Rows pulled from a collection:
┄┄┄┄┄┄

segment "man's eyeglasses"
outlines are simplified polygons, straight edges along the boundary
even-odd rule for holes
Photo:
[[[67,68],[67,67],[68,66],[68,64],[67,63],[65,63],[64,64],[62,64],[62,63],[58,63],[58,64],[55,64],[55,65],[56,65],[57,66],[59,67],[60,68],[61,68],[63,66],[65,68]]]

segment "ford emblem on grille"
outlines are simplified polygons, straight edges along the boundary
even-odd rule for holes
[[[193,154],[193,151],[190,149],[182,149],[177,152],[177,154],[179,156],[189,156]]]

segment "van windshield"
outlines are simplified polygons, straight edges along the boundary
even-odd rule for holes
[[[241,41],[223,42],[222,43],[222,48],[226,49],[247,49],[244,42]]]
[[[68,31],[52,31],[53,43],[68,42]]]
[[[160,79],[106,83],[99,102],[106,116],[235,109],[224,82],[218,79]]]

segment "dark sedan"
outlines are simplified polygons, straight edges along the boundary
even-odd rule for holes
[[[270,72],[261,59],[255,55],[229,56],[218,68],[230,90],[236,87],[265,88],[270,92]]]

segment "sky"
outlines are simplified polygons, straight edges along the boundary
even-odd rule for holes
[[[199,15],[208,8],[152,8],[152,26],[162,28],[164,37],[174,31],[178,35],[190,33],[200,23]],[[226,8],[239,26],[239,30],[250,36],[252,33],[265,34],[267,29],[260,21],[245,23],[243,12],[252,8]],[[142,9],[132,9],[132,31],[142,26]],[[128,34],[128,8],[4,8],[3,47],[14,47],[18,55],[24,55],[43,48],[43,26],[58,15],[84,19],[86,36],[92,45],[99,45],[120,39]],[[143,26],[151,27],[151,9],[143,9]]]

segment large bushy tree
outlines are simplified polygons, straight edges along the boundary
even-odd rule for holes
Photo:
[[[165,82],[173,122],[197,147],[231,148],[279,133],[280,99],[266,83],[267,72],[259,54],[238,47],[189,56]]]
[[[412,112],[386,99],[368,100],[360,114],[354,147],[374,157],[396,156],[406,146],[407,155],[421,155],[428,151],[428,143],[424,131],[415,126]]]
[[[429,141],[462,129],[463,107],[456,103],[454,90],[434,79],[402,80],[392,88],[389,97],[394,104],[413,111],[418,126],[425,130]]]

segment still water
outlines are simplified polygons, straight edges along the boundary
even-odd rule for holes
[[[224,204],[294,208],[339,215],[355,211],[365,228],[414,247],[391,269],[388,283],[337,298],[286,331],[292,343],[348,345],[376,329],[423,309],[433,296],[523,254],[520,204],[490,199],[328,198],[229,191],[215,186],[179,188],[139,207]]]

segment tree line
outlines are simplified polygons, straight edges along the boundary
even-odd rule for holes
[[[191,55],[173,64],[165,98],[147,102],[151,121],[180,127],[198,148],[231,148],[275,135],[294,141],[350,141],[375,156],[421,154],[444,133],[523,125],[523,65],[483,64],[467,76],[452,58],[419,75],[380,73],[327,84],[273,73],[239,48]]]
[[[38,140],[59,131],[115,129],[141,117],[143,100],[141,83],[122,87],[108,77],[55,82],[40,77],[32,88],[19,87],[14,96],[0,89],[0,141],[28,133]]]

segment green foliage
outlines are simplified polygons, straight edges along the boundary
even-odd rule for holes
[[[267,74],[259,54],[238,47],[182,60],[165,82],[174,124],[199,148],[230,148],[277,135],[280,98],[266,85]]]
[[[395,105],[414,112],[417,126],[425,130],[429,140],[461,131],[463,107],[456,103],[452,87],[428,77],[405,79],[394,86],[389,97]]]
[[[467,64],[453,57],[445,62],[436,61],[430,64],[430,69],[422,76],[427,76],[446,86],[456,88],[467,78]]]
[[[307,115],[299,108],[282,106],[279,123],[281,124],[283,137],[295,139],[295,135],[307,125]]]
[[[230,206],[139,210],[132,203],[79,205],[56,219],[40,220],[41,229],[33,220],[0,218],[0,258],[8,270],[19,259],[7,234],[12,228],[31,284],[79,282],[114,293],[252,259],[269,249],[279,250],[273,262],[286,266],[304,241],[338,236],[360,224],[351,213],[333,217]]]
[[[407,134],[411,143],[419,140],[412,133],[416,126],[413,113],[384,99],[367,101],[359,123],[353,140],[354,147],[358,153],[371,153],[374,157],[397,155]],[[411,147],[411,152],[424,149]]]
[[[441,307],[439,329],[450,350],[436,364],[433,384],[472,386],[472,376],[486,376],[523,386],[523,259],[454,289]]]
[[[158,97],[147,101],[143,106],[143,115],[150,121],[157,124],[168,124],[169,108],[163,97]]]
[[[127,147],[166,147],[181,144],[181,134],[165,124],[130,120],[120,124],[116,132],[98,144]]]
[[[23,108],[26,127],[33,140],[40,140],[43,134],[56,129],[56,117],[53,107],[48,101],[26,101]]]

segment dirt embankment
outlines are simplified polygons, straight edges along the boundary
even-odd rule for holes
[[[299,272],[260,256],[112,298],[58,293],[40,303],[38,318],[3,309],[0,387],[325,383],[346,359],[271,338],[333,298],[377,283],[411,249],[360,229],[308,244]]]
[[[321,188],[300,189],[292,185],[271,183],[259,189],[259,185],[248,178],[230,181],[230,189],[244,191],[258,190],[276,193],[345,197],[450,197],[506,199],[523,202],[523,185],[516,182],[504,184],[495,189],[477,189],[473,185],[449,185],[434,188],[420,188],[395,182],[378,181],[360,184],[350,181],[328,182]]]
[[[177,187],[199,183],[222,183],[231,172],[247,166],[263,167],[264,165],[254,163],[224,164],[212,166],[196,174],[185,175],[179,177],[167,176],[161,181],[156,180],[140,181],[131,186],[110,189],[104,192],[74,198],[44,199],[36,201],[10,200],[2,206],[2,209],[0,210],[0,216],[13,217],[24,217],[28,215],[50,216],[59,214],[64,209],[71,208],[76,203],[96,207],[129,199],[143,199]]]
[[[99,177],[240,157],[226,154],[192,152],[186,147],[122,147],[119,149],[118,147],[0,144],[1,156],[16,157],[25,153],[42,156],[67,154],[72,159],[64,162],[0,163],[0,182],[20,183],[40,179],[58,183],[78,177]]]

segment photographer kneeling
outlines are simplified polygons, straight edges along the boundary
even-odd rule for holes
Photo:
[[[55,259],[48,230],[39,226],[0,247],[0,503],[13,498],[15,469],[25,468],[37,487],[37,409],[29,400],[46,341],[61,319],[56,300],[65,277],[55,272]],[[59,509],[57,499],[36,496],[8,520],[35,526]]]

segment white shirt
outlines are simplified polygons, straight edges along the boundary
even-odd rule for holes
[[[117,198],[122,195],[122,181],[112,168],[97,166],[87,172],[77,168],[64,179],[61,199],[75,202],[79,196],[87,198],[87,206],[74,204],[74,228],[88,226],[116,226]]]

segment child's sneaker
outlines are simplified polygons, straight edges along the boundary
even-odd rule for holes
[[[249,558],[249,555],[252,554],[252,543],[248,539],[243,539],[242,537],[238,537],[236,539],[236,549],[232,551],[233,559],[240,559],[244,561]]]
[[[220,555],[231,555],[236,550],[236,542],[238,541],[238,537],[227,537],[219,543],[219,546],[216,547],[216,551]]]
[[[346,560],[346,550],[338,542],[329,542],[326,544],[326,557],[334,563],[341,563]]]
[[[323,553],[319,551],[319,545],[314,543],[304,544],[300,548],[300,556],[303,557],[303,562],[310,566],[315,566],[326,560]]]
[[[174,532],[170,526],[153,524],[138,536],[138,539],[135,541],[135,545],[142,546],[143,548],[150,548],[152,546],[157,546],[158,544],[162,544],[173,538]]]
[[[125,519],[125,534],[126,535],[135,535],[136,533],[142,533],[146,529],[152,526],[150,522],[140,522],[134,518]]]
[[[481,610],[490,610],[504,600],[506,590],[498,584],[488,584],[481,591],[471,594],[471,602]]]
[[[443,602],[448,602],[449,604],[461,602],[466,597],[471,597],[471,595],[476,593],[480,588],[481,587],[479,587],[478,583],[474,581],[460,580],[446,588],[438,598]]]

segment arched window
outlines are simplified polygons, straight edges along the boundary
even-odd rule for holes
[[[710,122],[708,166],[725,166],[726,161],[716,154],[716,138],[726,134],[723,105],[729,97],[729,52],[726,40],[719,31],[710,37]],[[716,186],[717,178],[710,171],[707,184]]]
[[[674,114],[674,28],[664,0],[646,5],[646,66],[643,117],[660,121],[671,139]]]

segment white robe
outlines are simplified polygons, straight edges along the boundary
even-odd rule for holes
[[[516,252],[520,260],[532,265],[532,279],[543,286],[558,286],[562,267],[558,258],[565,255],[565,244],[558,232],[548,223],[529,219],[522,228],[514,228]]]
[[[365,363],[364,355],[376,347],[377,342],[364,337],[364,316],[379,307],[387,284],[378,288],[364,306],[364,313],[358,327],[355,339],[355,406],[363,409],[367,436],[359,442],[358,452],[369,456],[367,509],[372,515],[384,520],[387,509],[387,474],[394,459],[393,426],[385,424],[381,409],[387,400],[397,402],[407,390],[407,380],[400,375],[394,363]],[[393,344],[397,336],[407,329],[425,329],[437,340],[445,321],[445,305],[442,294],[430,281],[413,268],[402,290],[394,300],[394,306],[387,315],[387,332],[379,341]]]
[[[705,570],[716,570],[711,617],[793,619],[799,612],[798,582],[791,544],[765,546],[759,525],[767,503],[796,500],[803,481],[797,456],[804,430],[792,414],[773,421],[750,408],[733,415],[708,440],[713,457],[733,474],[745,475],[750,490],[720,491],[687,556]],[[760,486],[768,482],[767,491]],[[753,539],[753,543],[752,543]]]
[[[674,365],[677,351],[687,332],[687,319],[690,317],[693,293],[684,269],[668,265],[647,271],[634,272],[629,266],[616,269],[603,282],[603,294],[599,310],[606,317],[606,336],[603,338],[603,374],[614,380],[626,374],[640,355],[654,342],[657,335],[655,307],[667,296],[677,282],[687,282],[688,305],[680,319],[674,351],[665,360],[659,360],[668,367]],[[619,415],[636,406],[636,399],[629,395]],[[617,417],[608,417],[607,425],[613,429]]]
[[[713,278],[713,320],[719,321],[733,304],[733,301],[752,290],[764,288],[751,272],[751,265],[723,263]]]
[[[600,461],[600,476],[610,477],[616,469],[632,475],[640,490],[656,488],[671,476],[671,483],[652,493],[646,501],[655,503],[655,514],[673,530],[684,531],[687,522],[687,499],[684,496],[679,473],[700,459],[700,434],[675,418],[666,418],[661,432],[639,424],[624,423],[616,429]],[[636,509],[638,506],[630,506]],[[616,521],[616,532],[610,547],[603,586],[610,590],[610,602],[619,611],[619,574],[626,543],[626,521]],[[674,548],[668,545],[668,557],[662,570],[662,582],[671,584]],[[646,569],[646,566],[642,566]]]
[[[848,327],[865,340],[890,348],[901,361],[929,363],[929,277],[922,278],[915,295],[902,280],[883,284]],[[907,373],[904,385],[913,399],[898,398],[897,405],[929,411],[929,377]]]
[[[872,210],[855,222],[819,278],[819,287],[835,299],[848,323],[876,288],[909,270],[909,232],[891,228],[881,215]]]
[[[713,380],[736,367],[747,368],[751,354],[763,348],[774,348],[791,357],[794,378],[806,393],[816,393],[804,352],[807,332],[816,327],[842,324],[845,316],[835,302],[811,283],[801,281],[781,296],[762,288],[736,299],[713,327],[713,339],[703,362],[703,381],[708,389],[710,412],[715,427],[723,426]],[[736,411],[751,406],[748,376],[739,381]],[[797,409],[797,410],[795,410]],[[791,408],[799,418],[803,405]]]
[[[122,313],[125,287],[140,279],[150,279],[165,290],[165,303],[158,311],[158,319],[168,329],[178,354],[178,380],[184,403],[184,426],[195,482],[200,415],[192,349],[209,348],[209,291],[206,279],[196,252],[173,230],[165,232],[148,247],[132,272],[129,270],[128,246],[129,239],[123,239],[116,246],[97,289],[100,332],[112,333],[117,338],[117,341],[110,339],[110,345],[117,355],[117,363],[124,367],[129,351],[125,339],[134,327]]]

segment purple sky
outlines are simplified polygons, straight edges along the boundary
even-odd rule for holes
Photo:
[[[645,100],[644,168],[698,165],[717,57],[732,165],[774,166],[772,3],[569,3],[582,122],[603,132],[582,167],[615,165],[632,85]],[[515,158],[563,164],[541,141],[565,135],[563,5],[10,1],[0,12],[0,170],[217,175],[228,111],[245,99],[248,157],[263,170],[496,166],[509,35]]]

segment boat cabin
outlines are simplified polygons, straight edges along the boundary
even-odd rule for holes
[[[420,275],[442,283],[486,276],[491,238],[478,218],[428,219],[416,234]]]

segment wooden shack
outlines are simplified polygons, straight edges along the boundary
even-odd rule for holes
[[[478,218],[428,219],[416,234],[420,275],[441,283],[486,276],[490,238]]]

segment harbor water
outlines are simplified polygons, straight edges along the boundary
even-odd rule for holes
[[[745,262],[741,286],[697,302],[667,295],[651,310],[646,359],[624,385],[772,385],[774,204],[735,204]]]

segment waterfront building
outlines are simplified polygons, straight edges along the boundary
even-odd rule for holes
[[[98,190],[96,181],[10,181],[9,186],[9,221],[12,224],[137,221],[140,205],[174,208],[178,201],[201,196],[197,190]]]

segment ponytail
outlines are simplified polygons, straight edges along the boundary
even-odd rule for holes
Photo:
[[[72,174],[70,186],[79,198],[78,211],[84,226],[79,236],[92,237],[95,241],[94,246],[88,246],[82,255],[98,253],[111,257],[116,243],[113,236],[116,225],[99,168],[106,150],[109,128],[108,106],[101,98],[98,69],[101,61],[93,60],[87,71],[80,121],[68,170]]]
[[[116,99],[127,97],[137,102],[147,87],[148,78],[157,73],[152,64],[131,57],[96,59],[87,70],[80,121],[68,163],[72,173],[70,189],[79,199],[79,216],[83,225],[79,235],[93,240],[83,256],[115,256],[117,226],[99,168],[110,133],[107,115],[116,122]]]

┄┄┄┄┄┄

Gather every line of the rows above that contains the word "white", matching its case.

segment white shirt
segment white robe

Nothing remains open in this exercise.